Excerpts from point annotation data
— Begin —

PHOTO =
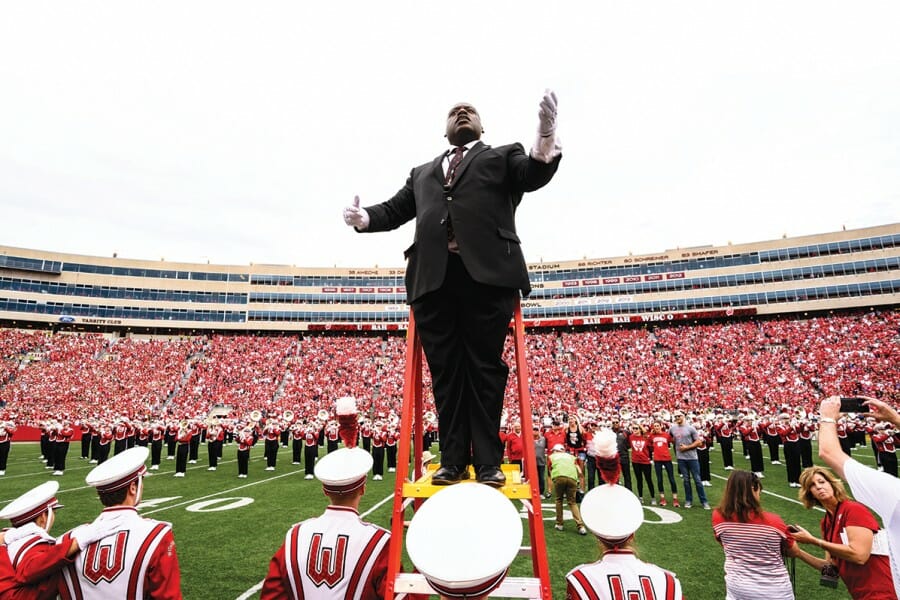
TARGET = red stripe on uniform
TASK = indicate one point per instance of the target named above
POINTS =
(586, 585)
(670, 587)
(139, 559)
(361, 564)
(294, 565)
(25, 548)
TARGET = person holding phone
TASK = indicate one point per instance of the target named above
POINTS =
(877, 490)
(754, 542)
(848, 539)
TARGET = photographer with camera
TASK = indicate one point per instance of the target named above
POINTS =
(877, 490)
(853, 551)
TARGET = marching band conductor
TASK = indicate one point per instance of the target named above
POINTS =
(464, 273)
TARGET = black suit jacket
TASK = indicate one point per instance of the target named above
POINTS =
(481, 201)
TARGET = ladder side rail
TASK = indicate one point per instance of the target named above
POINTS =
(536, 519)
(412, 398)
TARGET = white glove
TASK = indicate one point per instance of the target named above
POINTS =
(355, 216)
(85, 535)
(547, 114)
(14, 534)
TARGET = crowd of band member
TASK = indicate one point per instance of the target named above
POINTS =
(180, 440)
(782, 435)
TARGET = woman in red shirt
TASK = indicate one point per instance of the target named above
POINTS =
(848, 532)
(662, 459)
(639, 442)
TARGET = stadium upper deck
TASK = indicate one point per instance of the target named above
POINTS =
(840, 270)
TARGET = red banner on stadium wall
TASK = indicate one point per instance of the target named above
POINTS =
(642, 318)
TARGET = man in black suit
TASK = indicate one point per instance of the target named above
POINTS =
(464, 273)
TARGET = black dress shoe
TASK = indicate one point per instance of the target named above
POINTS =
(490, 475)
(449, 474)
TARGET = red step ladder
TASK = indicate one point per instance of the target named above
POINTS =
(411, 492)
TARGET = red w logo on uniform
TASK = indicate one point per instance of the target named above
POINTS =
(326, 565)
(105, 560)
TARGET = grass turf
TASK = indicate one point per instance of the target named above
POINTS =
(224, 554)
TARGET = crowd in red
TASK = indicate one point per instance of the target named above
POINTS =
(748, 364)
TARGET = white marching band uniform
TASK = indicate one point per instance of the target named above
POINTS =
(334, 556)
(129, 564)
(620, 575)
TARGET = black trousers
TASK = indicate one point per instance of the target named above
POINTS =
(85, 445)
(625, 462)
(378, 458)
(727, 444)
(195, 447)
(773, 441)
(805, 452)
(271, 452)
(155, 452)
(4, 454)
(703, 457)
(181, 457)
(102, 453)
(59, 456)
(889, 462)
(213, 451)
(642, 472)
(463, 327)
(310, 454)
(754, 447)
(792, 461)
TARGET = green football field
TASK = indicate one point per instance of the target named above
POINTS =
(227, 529)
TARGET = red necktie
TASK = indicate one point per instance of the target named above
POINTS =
(448, 179)
(454, 163)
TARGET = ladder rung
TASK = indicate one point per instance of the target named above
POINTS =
(512, 587)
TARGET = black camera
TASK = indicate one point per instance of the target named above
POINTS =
(829, 576)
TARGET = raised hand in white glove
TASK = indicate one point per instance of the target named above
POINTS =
(14, 534)
(85, 535)
(357, 217)
(547, 114)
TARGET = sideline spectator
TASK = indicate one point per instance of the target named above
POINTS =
(754, 541)
(879, 491)
(565, 472)
(848, 538)
(687, 440)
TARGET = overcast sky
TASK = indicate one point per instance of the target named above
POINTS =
(236, 132)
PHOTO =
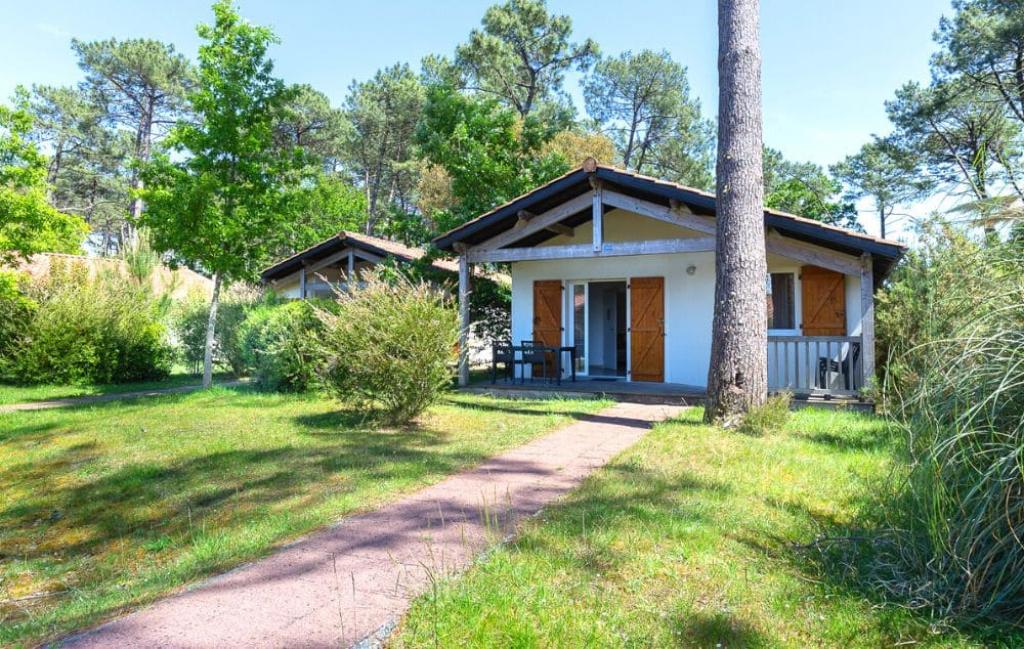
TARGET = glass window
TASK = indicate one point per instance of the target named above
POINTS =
(781, 305)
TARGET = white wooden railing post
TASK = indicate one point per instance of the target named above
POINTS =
(867, 317)
(463, 317)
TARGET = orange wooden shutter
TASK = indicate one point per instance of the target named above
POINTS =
(548, 316)
(647, 329)
(823, 298)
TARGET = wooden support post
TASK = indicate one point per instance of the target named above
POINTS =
(463, 316)
(867, 316)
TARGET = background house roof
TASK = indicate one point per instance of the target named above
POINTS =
(885, 252)
(343, 240)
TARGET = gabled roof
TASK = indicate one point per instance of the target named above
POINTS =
(341, 241)
(885, 252)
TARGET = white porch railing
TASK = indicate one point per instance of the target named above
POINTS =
(816, 364)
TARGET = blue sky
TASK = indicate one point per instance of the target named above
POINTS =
(828, 66)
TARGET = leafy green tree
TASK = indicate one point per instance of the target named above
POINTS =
(28, 223)
(805, 189)
(219, 202)
(383, 114)
(643, 101)
(88, 171)
(577, 145)
(521, 55)
(141, 83)
(489, 153)
(885, 173)
(325, 205)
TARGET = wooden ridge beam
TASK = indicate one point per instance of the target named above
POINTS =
(585, 251)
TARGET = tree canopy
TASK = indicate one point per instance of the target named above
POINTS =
(28, 223)
(520, 55)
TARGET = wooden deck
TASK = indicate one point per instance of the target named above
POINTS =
(634, 392)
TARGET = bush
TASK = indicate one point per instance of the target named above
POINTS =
(279, 345)
(768, 419)
(16, 312)
(190, 321)
(391, 345)
(90, 330)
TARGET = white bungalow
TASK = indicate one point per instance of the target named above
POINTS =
(314, 271)
(621, 269)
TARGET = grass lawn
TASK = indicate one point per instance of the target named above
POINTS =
(105, 507)
(688, 539)
(24, 394)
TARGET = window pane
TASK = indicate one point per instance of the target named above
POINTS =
(781, 306)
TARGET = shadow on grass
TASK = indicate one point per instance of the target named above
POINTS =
(77, 519)
(858, 559)
(718, 629)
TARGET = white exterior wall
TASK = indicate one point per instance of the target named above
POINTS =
(688, 302)
(688, 299)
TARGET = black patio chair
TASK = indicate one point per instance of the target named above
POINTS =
(502, 352)
(844, 366)
(532, 353)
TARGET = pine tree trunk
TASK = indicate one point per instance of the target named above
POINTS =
(211, 328)
(737, 377)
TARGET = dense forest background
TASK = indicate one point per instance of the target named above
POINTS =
(421, 147)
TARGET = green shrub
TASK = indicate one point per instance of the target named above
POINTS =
(103, 329)
(279, 345)
(768, 419)
(190, 321)
(16, 311)
(391, 345)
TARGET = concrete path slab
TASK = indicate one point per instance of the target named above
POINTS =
(349, 581)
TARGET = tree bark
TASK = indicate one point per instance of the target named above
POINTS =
(737, 378)
(211, 328)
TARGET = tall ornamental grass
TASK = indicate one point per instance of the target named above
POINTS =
(956, 516)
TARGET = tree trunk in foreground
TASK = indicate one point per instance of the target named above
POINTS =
(737, 377)
(211, 328)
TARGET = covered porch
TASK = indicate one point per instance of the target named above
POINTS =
(619, 268)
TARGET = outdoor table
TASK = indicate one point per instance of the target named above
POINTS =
(557, 351)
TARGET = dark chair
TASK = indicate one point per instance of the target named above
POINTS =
(532, 353)
(502, 352)
(827, 365)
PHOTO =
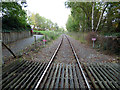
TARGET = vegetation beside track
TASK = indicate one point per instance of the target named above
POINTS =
(49, 35)
(28, 52)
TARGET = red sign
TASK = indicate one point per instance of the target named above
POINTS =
(93, 39)
(44, 40)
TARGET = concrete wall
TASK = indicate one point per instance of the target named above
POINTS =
(9, 37)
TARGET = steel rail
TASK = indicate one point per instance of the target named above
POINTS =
(52, 58)
(79, 63)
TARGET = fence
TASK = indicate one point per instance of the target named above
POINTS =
(8, 37)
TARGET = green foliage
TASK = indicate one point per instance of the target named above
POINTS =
(50, 35)
(41, 23)
(14, 18)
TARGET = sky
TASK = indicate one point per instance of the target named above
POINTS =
(51, 9)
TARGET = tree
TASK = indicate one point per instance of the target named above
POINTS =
(14, 17)
(97, 16)
(41, 23)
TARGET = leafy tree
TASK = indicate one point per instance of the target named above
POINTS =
(14, 17)
(97, 16)
(41, 23)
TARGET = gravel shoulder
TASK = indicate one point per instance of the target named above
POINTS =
(89, 55)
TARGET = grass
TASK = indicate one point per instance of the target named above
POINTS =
(78, 36)
(49, 35)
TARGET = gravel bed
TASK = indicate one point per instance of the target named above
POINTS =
(89, 55)
(65, 55)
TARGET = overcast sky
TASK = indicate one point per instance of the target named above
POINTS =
(51, 9)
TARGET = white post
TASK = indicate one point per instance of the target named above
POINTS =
(44, 40)
(35, 40)
(0, 63)
(93, 16)
(93, 44)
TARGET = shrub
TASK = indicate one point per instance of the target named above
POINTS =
(91, 35)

— End —

What is being asked:
Reproduce the stretch of the records above from the line containing "TARGET = green foliage" through the end of the records, including both ends.

Answer in full:
TARGET = green foliage
TASK = indicate one point per instance of the target named above
POINTS =
(50, 35)
(41, 23)
(14, 18)
TARGET = sky
TASK = indicate one point per instance of the target named above
POINTS =
(51, 9)
TARGET = tree
TASK = indicate one point per instance of the target named above
POINTS =
(14, 17)
(97, 16)
(41, 23)
TARGET = leafy tree
TASK = indicate one point per instance of the target named above
POINTS =
(14, 17)
(97, 16)
(41, 23)
TARGET = gravel shoulder
TASK = indicate one point per instance of the target named above
POINTS =
(89, 55)
TARGET = grass
TASK = indicate one point per instance of the target named above
POINTS =
(78, 36)
(49, 35)
TARGET = gravel bed
TASK = indicate one point per instance of the target named above
POINTS =
(89, 55)
(65, 55)
TARGET = overcast sky
TASK = indicate one point per instance of the target named above
POINTS =
(51, 9)
TARGET = white post
TASK = indicate one point per instance of the target named above
POINTS =
(44, 40)
(35, 40)
(0, 63)
(93, 16)
(93, 44)
TARGET = shrub
TASK = indicate one point per instance of the target named above
POINTS =
(91, 35)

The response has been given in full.